## Written problem 1
In the blog post below, rewrite the paragraph beginning "When I last wrote about this project" in fewer words, keeping its main facts.

═════ Quoted text ═════

Small Game: Hidden Star
 
Hi people!

LOWRESJAM finished a couple of hours ago and I wanted to get a second blog post up to talk about what I was able to accomplish across the past week or so and give an idea of where things might go from here.


There are Linux, Mac and Windows end-of-jam snapshot builds over on Itch if you want to try it out. At this stage it's not much more than a prototype, but it does let you mess around with travel, communications and combat.



Races/Lore!

When I last wrote about this project, I had character studies/concept art done for two of the game's three alien races. It took a little while for the third to come out, but it eventually did, and I think rounds out a nice and distinctive range of character archetypes that more interesting individuals can be drawn from down the track.



Keep in mind that all of these are headshots and there are bodies (of sorts) that go with each. I like to imagine that this one has a levitating head above an omnidirectional body - something to refine with futher concept art!

═════ Supplied data ═════

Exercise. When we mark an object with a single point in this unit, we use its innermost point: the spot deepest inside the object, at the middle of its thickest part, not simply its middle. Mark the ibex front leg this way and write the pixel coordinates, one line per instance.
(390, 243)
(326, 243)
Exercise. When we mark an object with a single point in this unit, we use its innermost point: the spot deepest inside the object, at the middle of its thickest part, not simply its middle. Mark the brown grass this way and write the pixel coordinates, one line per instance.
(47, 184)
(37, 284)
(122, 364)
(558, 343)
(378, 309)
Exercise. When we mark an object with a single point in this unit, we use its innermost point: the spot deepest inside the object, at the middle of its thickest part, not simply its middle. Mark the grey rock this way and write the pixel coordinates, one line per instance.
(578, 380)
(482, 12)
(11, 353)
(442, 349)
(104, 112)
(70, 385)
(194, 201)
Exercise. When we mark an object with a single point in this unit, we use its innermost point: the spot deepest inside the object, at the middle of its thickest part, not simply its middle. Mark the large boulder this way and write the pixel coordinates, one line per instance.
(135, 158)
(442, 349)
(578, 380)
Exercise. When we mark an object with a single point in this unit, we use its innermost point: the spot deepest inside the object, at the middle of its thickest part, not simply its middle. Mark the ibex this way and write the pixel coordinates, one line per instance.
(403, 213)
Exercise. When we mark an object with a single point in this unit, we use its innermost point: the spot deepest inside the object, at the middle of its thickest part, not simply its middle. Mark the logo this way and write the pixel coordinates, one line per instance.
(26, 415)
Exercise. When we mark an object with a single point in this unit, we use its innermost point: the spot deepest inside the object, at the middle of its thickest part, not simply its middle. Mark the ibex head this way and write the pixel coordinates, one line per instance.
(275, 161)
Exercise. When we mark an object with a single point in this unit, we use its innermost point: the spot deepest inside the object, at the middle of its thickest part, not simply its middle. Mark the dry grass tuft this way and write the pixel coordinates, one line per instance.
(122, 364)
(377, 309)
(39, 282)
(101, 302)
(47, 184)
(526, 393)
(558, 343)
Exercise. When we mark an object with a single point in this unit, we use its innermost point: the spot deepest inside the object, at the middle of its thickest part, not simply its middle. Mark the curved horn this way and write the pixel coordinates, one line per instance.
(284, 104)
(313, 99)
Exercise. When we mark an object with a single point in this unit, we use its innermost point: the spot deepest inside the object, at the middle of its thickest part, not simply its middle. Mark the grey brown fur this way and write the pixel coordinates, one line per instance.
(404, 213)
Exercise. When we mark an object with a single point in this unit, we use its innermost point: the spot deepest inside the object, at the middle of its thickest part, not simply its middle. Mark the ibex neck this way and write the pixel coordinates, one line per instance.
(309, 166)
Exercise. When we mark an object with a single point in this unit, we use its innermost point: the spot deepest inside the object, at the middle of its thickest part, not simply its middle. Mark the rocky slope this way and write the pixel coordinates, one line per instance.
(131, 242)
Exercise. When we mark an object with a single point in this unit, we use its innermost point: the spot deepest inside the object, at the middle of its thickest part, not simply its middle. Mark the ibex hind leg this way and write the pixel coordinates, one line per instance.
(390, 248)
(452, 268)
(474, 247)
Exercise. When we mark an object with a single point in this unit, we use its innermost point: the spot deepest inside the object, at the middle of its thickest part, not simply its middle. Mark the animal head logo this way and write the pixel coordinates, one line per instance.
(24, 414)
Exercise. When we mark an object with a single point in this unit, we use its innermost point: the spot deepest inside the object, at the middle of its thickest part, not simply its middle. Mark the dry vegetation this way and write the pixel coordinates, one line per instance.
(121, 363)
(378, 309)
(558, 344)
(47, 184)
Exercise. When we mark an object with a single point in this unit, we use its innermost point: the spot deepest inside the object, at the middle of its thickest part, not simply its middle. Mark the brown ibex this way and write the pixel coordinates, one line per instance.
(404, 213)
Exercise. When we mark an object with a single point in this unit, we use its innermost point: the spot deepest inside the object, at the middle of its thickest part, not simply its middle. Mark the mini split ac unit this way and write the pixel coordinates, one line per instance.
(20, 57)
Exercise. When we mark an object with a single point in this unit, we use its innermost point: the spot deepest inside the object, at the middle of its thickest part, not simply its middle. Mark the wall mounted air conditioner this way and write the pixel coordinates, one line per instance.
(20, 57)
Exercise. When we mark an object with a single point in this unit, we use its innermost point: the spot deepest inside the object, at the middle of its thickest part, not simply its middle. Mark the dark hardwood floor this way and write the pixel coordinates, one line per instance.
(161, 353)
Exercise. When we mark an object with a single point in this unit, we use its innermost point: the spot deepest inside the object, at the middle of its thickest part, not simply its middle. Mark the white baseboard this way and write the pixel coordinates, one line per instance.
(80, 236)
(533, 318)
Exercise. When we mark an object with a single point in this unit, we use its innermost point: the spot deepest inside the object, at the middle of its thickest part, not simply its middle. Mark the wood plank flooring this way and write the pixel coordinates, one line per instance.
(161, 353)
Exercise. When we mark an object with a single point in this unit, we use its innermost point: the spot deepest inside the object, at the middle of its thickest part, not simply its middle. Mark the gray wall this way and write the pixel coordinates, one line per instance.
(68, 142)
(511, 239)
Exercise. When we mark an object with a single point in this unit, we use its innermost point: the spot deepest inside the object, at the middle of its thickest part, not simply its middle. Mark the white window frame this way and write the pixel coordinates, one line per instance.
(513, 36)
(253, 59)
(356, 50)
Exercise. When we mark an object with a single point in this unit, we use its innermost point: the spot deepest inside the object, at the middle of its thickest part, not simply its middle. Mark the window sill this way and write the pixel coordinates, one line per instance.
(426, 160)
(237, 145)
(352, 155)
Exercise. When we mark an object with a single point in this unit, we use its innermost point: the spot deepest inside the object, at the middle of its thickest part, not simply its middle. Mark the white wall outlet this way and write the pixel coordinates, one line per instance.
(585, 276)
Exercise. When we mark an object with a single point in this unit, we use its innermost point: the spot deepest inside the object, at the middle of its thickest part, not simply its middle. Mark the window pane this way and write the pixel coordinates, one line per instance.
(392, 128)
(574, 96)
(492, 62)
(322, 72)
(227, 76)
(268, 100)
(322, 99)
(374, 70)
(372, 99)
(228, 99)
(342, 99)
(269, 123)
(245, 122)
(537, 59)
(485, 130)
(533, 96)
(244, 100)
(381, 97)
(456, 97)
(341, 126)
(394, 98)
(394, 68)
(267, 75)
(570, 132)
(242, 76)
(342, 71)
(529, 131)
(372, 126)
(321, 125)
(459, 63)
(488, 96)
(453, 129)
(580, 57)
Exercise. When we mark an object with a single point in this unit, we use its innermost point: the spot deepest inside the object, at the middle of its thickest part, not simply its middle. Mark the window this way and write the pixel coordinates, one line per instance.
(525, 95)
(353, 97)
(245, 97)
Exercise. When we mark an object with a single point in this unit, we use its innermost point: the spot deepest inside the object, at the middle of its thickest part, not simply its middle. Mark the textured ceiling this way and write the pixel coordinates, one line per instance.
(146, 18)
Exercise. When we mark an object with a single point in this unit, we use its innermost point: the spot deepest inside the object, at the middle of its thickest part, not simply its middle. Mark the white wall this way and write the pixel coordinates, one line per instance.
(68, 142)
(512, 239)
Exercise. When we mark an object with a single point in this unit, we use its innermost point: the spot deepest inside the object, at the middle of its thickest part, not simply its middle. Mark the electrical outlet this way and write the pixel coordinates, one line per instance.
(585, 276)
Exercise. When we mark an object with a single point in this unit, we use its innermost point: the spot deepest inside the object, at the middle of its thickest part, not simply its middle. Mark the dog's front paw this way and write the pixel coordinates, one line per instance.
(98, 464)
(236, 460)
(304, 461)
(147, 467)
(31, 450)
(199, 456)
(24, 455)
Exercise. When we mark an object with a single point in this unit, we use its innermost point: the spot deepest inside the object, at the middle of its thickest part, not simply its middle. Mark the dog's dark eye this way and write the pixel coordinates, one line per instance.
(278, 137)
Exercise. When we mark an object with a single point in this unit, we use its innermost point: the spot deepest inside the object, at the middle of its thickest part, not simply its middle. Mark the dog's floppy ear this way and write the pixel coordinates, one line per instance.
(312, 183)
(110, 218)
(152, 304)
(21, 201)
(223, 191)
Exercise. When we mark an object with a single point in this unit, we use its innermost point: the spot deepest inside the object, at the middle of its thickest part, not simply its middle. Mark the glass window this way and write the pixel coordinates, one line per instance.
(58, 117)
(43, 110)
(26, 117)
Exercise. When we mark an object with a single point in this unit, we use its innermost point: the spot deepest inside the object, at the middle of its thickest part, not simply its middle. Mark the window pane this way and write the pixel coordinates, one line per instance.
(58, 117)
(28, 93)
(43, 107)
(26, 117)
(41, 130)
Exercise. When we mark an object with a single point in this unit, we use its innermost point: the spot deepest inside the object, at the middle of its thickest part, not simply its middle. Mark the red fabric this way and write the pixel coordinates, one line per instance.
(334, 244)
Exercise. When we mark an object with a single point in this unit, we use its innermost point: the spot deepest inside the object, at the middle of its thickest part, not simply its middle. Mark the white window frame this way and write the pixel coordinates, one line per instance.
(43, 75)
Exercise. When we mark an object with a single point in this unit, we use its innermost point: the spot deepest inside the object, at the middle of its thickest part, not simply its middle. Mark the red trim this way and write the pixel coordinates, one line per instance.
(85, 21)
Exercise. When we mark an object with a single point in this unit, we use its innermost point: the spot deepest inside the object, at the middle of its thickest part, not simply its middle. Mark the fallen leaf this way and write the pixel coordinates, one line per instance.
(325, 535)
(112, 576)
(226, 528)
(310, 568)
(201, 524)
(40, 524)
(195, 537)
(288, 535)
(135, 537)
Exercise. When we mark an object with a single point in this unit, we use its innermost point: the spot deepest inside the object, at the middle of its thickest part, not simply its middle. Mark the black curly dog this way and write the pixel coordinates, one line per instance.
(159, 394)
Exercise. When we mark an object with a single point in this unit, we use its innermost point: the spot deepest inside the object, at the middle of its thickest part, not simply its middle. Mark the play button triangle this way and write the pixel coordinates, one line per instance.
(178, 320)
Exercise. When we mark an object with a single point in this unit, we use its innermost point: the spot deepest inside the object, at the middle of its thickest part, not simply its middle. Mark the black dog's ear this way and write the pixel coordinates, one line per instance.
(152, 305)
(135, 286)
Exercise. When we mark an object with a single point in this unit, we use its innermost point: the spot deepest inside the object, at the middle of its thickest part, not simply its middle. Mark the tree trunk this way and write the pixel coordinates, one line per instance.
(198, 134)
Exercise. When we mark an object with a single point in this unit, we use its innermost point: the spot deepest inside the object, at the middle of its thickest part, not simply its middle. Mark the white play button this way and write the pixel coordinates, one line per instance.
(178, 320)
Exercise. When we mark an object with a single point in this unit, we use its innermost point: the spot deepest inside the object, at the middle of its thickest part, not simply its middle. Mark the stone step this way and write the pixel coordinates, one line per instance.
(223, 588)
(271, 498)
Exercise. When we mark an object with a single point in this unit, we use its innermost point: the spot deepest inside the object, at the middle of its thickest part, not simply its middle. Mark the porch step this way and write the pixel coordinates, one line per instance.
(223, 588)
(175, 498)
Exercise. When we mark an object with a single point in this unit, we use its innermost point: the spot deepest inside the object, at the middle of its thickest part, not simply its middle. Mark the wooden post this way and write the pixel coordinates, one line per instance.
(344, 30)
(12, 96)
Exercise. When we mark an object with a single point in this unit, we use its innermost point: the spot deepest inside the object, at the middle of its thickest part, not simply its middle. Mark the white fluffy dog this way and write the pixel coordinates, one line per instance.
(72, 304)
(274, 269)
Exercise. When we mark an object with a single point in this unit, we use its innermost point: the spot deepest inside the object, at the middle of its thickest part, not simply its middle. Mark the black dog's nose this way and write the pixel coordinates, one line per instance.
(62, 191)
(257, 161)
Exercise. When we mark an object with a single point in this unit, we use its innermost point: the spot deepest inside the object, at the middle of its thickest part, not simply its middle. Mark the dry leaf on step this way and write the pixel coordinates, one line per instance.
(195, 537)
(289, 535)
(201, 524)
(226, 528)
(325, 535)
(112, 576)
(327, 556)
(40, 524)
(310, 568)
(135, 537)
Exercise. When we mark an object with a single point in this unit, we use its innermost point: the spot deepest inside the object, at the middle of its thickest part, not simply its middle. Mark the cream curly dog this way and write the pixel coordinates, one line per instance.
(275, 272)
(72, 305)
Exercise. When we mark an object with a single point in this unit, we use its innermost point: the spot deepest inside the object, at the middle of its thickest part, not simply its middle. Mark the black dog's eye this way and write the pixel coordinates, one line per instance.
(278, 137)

═════

## Written problem 2
Extract every line of the records above that contains the word "dark". Case counts.

## Solution 1
The previous post showed concept art for two of the game's three alien races. The third took a while but is now done. Together the three races offer a distinctive range of character archetypes from which more interesting individuals can later be drawn.

## Solution 2
Exercise. When we mark an object with a single point in this unit, we use its innermost point: the spot deepest inside the object, at the middle of its thickest part, not simply its middle. Mark the dark hardwood floor this way and write the pixel coordinates, one line per instance.
Exercise. When we mark an object with a single point in this unit, we use its innermost point: the spot deepest inside the object, at the middle of its thickest part, not simply its middle. Mark the dog's dark eye this way and write the pixel coordinates, one line per instance.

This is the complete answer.